Point annotation records
- - - - - - -

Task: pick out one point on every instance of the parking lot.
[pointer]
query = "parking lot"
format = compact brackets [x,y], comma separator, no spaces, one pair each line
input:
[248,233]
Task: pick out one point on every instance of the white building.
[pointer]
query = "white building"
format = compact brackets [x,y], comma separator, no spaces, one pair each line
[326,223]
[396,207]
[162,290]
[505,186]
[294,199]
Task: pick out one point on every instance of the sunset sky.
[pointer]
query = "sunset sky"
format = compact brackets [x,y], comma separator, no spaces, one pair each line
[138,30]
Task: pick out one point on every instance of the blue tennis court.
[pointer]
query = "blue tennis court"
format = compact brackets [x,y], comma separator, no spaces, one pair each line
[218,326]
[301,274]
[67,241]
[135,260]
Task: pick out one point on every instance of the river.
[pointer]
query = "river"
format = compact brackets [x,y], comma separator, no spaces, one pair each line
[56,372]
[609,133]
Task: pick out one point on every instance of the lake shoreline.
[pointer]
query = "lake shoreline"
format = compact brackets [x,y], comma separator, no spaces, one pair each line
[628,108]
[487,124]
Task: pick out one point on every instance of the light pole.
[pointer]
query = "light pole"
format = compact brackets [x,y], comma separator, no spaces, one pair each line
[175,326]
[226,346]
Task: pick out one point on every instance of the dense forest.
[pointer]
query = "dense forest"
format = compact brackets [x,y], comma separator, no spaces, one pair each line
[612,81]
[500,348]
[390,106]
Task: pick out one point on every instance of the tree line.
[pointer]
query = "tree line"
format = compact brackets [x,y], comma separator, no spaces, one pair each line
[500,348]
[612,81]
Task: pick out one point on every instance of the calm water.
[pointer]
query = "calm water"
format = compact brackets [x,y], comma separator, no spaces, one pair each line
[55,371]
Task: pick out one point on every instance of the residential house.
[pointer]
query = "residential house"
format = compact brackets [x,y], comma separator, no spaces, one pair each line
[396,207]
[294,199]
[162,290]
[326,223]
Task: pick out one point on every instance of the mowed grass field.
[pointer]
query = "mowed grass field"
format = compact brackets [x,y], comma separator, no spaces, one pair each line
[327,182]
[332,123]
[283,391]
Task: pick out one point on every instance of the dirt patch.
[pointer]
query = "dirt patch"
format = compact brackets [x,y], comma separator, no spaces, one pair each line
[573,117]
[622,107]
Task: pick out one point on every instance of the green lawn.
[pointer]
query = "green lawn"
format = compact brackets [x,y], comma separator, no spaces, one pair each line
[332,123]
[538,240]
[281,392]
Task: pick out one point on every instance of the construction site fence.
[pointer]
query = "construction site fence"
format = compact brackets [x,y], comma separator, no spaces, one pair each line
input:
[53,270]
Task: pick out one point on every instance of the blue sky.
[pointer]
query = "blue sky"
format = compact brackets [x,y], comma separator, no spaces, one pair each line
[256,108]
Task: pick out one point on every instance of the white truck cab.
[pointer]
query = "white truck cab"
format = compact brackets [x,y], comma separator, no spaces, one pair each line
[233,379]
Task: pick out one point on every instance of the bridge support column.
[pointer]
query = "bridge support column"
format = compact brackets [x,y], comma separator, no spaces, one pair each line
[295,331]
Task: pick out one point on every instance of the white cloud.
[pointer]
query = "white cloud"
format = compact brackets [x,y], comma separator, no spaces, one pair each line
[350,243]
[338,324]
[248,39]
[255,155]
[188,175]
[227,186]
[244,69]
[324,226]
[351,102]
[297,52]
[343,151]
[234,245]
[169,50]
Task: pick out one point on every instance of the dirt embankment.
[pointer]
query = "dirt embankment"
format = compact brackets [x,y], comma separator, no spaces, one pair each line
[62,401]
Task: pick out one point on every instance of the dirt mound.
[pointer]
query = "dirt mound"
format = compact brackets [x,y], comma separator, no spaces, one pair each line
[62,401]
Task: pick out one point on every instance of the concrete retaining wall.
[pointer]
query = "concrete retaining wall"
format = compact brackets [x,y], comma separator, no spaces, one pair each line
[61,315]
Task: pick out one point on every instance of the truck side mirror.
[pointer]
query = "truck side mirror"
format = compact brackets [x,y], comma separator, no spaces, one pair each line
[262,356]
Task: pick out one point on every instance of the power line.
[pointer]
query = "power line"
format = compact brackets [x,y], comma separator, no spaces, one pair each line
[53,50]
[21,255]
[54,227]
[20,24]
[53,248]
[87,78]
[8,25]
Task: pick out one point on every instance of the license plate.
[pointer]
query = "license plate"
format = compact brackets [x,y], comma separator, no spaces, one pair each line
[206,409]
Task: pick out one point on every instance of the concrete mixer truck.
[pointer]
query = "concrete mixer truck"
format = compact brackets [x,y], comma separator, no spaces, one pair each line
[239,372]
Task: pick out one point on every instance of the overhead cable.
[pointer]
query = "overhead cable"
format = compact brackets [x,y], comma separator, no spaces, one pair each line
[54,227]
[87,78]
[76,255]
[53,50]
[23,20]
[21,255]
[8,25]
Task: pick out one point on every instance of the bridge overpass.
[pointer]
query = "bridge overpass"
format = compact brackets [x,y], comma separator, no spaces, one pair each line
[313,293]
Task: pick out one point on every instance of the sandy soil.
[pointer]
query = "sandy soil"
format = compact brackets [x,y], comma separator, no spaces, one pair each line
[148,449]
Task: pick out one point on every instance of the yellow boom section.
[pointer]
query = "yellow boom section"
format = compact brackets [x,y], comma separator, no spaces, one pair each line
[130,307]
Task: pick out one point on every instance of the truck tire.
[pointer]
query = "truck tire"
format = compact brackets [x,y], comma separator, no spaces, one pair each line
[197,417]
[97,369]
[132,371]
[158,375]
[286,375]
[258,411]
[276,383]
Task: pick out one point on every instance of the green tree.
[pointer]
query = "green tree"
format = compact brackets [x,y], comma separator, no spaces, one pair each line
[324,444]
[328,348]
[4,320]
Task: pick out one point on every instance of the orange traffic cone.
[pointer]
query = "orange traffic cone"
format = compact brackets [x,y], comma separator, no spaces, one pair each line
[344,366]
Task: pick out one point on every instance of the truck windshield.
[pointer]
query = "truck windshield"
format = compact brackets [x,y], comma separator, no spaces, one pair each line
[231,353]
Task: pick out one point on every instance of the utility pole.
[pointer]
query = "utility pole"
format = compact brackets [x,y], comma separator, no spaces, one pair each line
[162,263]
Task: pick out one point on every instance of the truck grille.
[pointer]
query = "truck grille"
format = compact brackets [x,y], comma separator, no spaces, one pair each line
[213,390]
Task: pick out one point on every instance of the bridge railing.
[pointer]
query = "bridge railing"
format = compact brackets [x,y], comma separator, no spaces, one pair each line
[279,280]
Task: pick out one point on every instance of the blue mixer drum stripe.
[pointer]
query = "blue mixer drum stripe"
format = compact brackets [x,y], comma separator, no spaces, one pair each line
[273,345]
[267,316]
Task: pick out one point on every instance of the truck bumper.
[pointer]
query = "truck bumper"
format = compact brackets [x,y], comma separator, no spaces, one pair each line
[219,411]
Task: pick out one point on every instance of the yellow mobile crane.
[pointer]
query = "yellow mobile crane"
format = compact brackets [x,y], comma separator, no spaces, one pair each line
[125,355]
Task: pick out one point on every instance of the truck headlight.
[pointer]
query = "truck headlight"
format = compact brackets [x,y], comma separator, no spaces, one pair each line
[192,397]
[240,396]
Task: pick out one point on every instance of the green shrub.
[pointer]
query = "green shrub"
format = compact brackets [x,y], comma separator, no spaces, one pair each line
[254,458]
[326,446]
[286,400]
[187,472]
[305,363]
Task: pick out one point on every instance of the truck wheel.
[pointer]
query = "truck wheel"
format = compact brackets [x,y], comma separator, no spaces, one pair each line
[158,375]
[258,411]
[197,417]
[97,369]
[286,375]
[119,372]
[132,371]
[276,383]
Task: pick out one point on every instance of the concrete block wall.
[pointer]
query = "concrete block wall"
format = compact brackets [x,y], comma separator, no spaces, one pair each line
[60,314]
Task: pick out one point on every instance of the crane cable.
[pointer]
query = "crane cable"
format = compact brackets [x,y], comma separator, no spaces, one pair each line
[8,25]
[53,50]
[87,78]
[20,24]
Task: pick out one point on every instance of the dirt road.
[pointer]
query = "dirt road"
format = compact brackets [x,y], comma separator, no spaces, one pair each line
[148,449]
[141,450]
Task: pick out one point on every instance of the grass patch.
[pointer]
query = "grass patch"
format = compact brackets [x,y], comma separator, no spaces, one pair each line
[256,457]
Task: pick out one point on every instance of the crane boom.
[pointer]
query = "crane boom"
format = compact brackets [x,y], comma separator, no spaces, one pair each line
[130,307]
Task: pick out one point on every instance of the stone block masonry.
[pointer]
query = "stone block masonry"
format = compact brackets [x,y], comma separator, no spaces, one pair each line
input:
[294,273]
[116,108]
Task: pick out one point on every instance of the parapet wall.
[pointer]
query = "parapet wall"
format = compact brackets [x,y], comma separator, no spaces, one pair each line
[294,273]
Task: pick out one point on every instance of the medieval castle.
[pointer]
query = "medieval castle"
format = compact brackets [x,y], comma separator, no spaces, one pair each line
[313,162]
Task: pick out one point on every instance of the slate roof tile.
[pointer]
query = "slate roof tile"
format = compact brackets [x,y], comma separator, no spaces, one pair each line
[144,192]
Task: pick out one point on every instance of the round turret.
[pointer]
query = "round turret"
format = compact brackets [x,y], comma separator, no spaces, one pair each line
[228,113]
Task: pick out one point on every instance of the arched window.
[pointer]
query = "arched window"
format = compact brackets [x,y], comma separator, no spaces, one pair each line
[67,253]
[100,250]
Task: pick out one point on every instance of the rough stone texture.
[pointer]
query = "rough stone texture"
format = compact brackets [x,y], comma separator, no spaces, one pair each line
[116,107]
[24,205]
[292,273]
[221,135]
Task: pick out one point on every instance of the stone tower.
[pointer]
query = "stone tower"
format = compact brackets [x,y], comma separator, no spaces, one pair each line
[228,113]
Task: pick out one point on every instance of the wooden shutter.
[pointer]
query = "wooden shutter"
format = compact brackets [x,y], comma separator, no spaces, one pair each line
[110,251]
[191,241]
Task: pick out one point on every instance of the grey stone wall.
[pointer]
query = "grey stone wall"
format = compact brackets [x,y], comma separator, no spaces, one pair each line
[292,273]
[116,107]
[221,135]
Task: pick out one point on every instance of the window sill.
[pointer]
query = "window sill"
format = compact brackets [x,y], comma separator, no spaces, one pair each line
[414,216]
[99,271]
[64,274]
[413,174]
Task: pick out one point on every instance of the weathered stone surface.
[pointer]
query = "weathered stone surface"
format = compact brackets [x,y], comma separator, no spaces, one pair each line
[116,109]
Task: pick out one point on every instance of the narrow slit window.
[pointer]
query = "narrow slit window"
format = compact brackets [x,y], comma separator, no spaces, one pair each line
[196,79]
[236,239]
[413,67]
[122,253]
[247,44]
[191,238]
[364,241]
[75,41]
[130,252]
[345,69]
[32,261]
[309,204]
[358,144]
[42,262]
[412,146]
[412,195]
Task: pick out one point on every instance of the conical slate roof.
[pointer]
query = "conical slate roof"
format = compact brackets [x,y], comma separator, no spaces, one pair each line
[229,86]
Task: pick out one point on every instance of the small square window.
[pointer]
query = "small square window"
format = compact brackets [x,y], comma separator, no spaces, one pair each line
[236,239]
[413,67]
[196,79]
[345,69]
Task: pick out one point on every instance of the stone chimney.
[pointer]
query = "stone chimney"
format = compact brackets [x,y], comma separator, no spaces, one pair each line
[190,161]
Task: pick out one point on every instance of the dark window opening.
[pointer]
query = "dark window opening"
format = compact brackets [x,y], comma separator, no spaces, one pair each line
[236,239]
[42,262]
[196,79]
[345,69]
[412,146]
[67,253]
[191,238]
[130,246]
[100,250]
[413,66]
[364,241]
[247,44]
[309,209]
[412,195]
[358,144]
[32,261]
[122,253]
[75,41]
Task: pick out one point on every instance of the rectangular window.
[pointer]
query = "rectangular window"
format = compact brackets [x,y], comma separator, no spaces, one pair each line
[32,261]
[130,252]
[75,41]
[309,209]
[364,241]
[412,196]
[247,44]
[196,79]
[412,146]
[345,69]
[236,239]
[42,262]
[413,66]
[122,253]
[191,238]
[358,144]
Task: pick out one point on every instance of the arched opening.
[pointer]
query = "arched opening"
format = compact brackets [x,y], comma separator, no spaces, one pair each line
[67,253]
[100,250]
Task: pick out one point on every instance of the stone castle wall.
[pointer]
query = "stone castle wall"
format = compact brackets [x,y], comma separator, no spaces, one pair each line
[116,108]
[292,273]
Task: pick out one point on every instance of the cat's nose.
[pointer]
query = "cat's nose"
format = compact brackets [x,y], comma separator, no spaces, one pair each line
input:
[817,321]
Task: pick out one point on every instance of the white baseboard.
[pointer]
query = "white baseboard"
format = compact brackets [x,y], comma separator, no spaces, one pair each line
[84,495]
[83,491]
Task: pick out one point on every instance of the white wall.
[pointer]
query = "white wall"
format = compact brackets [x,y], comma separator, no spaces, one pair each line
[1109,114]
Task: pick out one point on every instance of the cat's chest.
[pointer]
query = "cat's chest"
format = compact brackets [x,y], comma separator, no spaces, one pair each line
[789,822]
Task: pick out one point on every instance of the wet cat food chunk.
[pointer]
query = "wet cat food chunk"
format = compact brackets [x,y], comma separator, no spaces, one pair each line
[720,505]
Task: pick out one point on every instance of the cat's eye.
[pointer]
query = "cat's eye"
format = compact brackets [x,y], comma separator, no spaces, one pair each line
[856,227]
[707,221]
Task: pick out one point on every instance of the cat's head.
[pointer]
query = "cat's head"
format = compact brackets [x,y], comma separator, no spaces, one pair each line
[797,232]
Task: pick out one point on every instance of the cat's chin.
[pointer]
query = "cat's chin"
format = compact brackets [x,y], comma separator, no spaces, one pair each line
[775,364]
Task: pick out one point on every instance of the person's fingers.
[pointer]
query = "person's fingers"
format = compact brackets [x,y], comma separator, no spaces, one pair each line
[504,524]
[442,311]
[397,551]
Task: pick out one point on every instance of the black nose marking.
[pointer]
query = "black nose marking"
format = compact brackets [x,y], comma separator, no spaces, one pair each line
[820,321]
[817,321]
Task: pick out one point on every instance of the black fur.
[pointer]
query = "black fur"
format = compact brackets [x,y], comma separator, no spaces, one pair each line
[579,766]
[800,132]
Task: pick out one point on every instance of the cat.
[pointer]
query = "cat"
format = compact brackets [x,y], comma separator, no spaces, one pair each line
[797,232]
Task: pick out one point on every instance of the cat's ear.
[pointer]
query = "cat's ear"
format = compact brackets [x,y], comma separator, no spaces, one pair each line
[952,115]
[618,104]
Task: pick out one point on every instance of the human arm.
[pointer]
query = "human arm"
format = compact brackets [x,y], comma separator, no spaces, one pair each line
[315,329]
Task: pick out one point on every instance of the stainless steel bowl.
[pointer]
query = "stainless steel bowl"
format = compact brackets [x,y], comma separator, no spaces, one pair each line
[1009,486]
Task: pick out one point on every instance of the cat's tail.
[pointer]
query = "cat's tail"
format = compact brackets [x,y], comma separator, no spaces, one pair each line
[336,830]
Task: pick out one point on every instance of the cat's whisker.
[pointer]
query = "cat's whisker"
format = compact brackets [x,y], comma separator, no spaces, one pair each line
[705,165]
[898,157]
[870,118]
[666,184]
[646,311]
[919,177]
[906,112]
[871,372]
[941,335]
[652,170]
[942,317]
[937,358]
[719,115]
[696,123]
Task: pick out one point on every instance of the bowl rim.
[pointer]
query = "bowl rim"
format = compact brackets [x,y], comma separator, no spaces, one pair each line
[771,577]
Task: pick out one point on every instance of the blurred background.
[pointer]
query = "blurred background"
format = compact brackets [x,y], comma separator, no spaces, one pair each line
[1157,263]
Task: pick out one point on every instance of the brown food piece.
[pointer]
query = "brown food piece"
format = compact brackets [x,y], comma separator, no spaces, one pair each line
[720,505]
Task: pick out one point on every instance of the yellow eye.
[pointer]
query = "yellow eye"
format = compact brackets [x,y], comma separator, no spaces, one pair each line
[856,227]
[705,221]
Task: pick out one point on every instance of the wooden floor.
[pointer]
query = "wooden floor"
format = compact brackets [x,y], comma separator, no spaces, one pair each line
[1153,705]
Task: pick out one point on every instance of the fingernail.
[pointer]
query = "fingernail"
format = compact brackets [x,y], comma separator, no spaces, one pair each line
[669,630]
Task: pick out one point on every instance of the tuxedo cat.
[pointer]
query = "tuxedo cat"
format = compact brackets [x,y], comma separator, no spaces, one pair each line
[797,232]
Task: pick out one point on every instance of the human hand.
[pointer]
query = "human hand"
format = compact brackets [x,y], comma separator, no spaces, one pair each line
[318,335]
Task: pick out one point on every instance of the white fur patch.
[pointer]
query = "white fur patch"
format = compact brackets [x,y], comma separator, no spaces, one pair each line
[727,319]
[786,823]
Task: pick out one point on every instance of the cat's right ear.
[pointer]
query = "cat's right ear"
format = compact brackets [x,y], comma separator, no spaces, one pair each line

- - - - - - -

- WORK REQUIRED
Please write out again, unchanged, the material from the line with "white fur patch." up to and including its final line.

- SOLUTION TO THIS PROBLEM
Task: pick out one point on every instance of the white fur patch.
[pointer]
query = "white fur patch"
format = compact brackets [x,y], comma separator, no spaces, one pair each line
[727,319]
[786,823]
Task: pick out one point on every instance of the cat's right ear.
[pointer]
query = "cat's right ear"
format = compact brackets [x,y], comma separator, no spaces, one pair each line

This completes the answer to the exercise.